Your goal:
Turn the material below into a JSON list of strings, one string per line, with blank lines skipped and the pictures left out.

[Start]

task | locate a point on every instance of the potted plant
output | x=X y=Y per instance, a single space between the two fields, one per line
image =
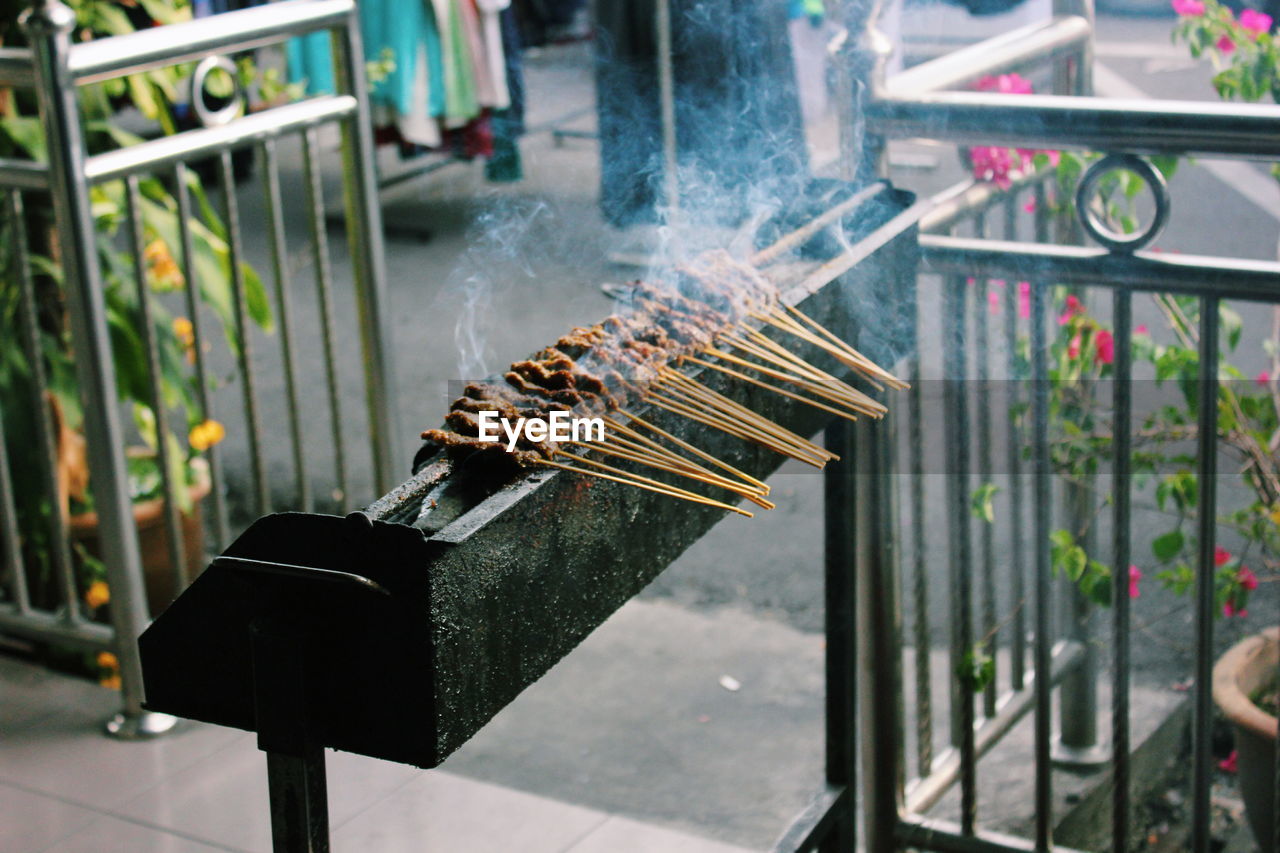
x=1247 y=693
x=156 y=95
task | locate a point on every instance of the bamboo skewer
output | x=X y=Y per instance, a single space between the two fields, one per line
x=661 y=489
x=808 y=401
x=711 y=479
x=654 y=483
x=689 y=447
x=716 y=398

[End]

Solution:
[
  "task | locate a point on every instance of the potted plant",
  "output | x=X y=Y per instance, a single space between the two fields, one per line",
  "image =",
  "x=1247 y=693",
  "x=156 y=95",
  "task | locate a point on every instance of the bamboo skewer",
  "output | x=X y=Y per instance, a single space between the two fields, one per line",
  "x=661 y=489",
  "x=808 y=401",
  "x=711 y=479",
  "x=654 y=483",
  "x=689 y=447",
  "x=716 y=398"
]